▶ Set problem: Using the entries below, output exactly the line containing "parked car and" and all lines that follow it to the end.

--- Records to use ---

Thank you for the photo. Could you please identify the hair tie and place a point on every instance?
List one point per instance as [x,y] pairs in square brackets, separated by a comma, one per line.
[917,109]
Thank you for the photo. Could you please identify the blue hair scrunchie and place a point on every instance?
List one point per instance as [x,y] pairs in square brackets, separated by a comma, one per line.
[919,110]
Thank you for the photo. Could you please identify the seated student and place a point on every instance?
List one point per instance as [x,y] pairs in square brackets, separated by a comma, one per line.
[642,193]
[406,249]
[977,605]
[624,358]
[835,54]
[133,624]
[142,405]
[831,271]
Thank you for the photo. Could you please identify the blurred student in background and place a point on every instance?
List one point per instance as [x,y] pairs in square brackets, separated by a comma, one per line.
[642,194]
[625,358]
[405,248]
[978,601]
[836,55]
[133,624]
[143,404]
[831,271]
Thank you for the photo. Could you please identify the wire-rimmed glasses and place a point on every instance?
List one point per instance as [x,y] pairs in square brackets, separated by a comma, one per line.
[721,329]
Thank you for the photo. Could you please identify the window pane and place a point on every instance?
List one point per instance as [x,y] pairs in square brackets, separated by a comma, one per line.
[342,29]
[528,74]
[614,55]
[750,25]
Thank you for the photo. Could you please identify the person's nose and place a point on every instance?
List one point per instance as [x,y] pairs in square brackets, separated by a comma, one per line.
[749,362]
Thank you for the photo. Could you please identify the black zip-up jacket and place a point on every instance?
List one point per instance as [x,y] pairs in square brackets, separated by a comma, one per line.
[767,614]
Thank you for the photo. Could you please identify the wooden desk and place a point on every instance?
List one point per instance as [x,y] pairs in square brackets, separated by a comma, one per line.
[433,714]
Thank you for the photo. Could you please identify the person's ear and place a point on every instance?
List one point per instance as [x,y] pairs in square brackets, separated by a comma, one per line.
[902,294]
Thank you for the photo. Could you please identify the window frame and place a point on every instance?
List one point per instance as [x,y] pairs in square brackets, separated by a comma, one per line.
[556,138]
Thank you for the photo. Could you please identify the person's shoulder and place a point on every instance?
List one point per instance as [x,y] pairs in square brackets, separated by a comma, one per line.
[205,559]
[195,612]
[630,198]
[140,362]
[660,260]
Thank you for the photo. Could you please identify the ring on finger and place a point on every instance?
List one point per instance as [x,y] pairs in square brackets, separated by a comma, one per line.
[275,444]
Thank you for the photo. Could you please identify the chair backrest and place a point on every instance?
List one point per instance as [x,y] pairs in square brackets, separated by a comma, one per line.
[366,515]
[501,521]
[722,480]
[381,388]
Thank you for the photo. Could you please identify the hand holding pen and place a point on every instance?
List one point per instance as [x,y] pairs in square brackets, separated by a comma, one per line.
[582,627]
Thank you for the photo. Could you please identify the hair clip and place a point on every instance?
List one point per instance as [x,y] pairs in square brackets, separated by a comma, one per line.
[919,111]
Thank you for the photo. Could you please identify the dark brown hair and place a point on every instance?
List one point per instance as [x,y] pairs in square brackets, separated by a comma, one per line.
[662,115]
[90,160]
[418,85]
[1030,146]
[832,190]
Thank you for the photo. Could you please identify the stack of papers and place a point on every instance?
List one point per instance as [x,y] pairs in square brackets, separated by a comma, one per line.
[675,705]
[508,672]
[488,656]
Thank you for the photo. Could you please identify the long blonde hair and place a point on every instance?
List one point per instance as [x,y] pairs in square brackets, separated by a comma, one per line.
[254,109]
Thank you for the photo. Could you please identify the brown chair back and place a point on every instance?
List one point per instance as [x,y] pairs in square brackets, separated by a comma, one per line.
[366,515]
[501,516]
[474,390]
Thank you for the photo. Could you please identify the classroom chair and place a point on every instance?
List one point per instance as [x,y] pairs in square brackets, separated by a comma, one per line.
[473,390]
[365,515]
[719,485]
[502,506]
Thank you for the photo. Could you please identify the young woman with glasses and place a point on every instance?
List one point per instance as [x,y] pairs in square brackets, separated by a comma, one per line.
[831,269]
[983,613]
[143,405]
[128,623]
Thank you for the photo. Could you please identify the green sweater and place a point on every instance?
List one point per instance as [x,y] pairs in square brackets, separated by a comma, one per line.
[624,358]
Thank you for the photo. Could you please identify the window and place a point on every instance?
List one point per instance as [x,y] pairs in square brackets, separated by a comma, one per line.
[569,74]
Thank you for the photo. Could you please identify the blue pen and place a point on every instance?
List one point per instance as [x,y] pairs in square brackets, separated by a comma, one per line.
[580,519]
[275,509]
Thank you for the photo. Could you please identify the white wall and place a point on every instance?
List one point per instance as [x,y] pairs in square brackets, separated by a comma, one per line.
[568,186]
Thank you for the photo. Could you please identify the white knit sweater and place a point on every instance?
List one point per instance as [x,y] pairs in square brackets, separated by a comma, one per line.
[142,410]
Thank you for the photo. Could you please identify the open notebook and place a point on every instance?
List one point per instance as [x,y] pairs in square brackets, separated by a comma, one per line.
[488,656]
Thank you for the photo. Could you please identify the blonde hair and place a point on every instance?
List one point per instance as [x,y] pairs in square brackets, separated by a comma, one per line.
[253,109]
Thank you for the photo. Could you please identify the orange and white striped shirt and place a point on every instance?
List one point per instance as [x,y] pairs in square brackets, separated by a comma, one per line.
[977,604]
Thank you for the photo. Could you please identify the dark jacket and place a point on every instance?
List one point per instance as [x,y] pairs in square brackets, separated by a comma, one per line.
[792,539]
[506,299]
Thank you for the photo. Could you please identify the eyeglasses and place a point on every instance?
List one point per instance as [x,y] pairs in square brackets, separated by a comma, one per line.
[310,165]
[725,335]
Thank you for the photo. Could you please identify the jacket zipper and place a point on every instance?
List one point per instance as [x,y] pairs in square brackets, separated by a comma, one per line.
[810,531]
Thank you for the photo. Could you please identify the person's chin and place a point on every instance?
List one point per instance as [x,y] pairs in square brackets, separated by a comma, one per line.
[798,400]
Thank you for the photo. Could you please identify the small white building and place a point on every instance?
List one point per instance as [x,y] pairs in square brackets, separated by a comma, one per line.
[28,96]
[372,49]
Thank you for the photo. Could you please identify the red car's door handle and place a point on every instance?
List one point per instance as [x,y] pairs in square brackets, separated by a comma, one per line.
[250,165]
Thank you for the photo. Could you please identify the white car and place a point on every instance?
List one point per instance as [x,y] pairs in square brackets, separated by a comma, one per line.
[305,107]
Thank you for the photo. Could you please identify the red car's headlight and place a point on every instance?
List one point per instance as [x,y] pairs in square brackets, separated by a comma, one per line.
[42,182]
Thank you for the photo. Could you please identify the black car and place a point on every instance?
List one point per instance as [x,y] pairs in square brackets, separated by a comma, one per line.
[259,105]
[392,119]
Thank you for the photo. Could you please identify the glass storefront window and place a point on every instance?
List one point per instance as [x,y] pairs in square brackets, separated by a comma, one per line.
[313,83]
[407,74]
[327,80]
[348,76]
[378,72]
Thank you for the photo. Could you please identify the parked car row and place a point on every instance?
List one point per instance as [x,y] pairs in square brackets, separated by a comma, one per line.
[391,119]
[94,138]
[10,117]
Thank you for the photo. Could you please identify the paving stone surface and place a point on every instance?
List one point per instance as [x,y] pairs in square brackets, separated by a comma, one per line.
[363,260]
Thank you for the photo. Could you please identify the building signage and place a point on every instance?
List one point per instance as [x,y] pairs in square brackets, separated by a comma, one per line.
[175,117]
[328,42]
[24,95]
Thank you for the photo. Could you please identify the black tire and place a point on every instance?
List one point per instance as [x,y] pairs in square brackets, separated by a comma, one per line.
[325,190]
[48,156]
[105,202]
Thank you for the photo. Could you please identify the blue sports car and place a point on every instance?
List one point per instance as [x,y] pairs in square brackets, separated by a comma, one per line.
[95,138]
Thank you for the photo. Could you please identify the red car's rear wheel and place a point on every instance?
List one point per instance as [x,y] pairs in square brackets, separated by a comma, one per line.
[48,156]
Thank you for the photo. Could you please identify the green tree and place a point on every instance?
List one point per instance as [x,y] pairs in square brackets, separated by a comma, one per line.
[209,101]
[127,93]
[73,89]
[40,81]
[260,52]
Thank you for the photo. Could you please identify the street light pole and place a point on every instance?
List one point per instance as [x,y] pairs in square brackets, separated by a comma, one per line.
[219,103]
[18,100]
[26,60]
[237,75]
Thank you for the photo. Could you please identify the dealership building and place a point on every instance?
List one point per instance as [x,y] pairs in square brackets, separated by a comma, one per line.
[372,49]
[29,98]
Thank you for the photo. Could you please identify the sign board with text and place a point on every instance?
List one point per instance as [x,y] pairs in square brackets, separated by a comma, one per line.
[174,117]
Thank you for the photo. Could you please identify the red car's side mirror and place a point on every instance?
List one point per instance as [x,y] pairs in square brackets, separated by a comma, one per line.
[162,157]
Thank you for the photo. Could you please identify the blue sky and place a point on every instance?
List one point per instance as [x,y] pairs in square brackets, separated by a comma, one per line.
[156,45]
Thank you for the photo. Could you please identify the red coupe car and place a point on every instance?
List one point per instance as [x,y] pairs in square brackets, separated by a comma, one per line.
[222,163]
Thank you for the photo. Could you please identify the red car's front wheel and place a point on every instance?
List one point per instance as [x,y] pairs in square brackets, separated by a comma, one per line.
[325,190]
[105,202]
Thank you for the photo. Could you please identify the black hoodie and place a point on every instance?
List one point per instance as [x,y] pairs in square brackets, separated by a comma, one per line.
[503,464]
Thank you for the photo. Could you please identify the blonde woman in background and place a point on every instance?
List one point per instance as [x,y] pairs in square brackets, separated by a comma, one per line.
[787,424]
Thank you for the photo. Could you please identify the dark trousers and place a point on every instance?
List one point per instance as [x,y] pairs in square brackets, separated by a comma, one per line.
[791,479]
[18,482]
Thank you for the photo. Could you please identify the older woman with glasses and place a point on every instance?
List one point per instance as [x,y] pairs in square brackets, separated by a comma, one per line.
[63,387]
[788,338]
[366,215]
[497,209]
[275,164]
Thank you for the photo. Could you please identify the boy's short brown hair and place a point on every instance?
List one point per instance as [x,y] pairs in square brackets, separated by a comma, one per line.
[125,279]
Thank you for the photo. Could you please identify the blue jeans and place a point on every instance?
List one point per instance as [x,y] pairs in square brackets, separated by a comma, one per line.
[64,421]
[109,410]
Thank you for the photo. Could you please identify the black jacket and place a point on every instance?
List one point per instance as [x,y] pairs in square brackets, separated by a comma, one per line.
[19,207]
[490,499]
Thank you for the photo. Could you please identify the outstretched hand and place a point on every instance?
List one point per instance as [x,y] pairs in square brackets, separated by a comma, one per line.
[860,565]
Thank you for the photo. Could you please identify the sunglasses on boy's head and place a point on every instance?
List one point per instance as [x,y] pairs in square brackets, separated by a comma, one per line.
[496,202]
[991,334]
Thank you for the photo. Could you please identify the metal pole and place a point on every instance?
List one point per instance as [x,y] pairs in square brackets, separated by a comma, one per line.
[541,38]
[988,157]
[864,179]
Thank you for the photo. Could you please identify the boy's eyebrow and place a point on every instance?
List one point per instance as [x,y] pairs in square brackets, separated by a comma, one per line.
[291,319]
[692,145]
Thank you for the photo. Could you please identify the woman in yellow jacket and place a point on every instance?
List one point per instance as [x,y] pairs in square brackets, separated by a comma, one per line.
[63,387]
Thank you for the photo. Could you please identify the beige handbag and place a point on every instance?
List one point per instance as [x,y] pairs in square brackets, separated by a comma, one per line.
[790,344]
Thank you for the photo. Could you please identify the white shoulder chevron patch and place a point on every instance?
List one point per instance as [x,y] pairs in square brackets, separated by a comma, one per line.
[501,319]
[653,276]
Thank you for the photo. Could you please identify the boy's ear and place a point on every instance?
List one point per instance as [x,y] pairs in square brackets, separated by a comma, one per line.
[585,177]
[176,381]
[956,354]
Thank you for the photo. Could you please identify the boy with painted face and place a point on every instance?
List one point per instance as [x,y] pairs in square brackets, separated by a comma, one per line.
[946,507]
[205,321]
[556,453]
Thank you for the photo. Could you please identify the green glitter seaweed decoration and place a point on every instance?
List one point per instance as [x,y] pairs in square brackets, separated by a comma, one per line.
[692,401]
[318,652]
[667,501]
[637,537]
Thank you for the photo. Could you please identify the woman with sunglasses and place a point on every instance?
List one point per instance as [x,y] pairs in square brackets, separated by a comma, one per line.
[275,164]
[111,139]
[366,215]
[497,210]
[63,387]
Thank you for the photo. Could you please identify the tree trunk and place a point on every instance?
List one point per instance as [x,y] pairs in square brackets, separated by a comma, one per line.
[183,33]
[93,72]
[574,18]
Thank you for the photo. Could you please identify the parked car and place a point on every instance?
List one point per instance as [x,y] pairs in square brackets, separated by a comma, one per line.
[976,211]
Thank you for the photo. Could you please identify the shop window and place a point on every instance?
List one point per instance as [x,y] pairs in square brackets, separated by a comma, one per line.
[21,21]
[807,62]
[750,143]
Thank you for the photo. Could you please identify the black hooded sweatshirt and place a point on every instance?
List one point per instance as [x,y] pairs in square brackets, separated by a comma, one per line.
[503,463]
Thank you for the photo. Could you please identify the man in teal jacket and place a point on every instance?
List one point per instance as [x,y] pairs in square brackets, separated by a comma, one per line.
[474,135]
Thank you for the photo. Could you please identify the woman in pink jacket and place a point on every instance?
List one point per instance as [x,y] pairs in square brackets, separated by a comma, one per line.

---

▶ Exercise solution:
Thank you for the photo. Could you please identify the parked car and place a point on every instance?
List one point per instance as [x,y] pairs in square brackets, separated by a comma, one per line.
[976,211]
Thank you for the photo. Could you please identify the shop window and place a point on every instance?
List one point per instance as [x,y] pairs in square brackets, separated by a comma, one per line.
[21,21]
[807,62]
[750,143]
Thank you for the photo. Could you please identify the black hooded sweatshirt and place a point on every instance?
List one point per instance as [x,y] pairs in square brackets, separated by a comma, one per line.
[503,463]
Thank you for the photo. Could you please identify the man in teal jacket and place a point on every instance?
List one point per instance as [x,y] pairs in square brackets, separated by a comma, one per line.
[474,135]
Thank you for the photo. Could you please identify the woman in pink jacket and place a point on every instance?
List one point per instance as [x,y] pairs in square brackets, separated by a comma, one per line.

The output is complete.